Reproduce verbatim the final portion of the material below, from the line containing "Find the white lace" through its last line, and nothing else.

-- BEGIN EXTRACTED INFORMATION --

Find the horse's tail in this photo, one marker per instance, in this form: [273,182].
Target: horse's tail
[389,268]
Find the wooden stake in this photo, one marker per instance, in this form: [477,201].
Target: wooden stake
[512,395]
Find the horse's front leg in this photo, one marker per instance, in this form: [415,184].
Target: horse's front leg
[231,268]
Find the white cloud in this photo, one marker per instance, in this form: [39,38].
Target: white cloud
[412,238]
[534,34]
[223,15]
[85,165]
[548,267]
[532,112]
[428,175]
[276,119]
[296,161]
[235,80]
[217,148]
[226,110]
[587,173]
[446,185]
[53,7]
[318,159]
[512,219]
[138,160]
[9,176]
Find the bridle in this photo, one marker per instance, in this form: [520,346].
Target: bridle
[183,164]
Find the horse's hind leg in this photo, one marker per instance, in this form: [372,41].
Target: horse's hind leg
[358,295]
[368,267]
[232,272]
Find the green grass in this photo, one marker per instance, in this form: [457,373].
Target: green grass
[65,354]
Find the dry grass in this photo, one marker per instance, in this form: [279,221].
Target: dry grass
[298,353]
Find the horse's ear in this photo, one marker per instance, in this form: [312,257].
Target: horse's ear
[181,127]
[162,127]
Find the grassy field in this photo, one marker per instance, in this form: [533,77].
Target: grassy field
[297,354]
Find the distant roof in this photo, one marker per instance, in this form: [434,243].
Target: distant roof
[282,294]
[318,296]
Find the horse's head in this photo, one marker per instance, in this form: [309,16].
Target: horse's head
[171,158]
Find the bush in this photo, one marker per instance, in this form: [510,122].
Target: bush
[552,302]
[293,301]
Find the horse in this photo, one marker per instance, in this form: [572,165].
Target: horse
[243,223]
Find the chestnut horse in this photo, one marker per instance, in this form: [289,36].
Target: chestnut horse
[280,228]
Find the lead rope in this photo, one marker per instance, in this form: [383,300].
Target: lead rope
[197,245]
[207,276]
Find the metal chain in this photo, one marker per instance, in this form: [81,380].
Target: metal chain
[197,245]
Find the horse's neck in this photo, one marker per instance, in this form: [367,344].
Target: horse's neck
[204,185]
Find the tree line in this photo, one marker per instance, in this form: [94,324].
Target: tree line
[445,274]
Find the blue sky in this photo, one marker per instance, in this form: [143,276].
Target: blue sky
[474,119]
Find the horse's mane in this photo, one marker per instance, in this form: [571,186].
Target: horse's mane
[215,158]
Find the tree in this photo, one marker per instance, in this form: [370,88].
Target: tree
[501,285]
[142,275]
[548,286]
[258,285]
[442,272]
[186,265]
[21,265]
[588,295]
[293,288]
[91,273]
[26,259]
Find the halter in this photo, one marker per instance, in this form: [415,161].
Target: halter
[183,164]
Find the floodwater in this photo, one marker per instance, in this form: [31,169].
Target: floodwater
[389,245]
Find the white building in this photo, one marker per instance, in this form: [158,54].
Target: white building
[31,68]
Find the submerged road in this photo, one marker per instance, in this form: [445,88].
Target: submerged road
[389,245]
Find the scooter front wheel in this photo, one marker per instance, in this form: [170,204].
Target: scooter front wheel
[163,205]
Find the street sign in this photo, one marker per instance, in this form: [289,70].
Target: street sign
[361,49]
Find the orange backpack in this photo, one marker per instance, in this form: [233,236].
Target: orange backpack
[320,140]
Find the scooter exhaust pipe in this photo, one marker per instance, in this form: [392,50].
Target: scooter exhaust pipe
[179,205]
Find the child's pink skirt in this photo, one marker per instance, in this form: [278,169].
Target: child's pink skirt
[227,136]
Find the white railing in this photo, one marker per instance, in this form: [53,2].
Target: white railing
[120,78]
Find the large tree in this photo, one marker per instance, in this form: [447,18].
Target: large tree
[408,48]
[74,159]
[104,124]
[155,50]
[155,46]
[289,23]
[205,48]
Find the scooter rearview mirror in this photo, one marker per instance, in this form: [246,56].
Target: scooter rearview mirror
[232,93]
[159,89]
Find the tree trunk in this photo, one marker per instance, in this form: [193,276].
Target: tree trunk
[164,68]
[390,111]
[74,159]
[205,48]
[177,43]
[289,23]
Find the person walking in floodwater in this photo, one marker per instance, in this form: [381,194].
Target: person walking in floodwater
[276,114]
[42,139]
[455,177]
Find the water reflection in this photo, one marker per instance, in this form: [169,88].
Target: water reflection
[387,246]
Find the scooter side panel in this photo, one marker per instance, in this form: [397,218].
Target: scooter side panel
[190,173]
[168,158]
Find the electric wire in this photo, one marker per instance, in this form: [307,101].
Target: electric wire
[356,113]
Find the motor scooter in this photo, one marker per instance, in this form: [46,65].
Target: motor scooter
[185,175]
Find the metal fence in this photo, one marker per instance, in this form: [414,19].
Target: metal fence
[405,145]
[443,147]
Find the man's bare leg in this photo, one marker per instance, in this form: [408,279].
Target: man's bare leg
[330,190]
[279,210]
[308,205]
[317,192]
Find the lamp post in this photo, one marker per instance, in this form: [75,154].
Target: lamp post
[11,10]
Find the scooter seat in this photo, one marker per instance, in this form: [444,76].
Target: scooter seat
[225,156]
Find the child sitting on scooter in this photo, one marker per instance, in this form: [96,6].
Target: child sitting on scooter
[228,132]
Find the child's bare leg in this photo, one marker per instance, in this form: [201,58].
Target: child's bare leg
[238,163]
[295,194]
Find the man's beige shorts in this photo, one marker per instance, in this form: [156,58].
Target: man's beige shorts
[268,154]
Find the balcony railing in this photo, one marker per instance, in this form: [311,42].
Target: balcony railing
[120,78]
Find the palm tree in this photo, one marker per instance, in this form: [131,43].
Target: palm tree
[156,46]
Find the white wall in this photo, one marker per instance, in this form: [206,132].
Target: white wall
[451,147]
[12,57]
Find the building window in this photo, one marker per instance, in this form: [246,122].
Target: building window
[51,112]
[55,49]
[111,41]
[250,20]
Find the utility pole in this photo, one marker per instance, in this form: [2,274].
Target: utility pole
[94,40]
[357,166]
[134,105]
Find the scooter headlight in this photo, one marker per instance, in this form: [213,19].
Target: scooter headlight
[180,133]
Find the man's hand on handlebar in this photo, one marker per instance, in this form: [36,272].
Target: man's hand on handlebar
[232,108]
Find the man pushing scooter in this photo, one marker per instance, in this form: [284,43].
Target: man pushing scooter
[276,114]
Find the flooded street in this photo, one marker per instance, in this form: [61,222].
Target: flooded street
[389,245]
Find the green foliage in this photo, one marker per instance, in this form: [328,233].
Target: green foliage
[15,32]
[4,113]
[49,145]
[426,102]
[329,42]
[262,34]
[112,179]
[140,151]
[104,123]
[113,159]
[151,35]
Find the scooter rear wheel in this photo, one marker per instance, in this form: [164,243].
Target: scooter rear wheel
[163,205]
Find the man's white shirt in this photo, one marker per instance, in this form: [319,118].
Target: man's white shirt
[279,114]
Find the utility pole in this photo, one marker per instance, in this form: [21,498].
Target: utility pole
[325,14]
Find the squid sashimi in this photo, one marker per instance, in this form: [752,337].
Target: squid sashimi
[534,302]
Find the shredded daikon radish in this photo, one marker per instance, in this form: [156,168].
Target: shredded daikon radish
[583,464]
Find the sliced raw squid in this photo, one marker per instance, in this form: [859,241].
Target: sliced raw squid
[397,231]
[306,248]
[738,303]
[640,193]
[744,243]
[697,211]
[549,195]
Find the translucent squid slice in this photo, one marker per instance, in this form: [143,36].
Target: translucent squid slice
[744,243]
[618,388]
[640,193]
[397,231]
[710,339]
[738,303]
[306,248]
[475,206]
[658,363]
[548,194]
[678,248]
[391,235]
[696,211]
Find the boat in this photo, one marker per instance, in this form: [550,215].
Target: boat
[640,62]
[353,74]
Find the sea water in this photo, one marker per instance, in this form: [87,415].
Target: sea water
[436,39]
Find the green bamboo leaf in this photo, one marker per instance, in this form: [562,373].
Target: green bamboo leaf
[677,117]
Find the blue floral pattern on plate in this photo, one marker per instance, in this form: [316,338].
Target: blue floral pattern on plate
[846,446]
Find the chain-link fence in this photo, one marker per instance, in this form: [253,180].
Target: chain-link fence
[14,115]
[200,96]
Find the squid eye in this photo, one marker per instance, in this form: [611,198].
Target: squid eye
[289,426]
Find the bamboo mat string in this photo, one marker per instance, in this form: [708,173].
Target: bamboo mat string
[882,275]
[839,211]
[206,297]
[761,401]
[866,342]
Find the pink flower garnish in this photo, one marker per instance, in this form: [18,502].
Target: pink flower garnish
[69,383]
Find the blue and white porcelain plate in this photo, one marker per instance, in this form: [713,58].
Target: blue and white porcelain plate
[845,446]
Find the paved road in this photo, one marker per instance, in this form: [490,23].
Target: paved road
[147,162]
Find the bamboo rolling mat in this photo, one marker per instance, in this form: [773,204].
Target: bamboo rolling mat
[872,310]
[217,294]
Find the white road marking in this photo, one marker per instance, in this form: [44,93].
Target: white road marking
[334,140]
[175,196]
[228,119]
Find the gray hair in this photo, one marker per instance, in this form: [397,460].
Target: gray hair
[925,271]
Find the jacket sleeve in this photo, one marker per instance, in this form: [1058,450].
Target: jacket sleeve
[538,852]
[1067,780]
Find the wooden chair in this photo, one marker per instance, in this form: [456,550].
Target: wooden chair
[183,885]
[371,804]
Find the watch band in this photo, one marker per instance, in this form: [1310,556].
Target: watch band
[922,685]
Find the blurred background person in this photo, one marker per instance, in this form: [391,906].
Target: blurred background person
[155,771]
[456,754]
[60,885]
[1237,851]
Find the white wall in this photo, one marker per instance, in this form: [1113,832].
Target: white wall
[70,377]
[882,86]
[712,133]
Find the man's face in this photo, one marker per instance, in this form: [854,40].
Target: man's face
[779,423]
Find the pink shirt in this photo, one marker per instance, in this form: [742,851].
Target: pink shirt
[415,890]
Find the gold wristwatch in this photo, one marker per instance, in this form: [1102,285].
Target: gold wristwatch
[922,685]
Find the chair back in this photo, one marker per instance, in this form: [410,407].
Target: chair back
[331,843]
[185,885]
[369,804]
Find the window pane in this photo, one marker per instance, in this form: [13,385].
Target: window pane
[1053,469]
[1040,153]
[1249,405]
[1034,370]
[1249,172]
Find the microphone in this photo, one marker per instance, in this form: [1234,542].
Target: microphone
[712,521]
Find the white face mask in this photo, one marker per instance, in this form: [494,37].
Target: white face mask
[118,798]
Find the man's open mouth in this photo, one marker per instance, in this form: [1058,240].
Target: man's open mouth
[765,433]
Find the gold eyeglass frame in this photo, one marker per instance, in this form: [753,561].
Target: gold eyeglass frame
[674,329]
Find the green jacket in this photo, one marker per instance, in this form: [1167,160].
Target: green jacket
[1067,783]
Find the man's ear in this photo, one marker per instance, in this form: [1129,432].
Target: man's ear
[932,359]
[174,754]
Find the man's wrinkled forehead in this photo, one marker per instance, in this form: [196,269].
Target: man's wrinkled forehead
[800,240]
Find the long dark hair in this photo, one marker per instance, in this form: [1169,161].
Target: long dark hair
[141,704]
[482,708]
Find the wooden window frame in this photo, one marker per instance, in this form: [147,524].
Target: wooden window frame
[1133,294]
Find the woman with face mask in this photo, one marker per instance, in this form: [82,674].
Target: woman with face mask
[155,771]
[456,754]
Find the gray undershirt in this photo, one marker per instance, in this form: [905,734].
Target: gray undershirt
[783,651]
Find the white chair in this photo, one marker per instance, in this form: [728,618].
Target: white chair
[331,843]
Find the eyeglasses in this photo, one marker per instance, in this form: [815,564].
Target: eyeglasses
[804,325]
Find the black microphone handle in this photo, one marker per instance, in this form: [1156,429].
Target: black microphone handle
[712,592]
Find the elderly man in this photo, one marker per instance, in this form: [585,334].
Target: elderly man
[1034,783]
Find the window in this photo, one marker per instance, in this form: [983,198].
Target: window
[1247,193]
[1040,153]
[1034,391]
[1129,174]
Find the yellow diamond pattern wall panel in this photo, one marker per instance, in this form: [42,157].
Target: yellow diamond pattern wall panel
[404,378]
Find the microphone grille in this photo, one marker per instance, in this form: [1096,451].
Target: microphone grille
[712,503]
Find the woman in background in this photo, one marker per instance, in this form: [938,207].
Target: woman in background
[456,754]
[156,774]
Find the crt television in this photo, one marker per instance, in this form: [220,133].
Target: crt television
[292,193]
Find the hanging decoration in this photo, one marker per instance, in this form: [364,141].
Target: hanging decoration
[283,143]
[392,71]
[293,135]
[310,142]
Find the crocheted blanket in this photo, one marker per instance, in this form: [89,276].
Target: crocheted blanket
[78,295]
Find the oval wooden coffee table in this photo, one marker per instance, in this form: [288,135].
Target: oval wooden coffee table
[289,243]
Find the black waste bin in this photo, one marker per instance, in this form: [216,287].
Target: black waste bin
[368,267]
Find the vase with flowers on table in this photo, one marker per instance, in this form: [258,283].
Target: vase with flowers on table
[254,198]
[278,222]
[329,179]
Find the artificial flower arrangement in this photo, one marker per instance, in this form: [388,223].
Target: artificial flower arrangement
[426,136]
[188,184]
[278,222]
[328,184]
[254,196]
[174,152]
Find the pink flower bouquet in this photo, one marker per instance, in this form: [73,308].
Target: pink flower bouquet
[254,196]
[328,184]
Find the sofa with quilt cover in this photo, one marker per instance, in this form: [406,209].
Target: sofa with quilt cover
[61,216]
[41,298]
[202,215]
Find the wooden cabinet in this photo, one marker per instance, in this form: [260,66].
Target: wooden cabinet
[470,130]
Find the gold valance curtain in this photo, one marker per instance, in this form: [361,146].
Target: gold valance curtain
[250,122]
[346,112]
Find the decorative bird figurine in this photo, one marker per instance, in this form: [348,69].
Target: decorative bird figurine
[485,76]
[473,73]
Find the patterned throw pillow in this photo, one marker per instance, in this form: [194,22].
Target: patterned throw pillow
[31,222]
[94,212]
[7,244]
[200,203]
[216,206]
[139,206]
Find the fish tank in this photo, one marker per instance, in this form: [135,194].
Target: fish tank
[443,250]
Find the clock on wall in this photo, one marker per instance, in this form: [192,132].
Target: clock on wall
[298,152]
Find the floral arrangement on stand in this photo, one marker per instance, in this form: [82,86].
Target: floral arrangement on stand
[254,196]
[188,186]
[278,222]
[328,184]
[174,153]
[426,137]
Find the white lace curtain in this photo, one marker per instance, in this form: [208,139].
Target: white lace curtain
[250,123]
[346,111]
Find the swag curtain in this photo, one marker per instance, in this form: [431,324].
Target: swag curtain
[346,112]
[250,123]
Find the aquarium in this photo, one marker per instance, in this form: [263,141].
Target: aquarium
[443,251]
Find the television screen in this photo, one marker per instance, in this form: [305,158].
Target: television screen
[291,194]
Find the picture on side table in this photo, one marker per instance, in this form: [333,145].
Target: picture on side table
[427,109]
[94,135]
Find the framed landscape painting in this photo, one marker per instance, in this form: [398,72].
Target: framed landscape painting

-- END EXTRACTED INFORMATION --

RESPONSE FOR THIS EXERCISE =
Find the white lace curtain in this photo, one marker per instance, in this form: [208,139].
Target: white lace curtain
[250,123]
[346,111]
Find the swag curtain in this photo, one marker per instance, in this form: [431,324].
Target: swag curtain
[346,112]
[250,123]
Find the aquarium in this photo, one marker per instance, in this form: [263,141].
Target: aquarium
[443,251]
Find the television screen in this photo, one marker per instance, in this form: [305,158].
Target: television screen
[291,194]
Find the picture on side table in this photo, one marker per instance, in this form: [333,145].
Target: picture on side table
[427,109]
[94,135]
Find the framed landscape painting in this photo, one marker per instance, in this form: [398,72].
Target: framed landscape painting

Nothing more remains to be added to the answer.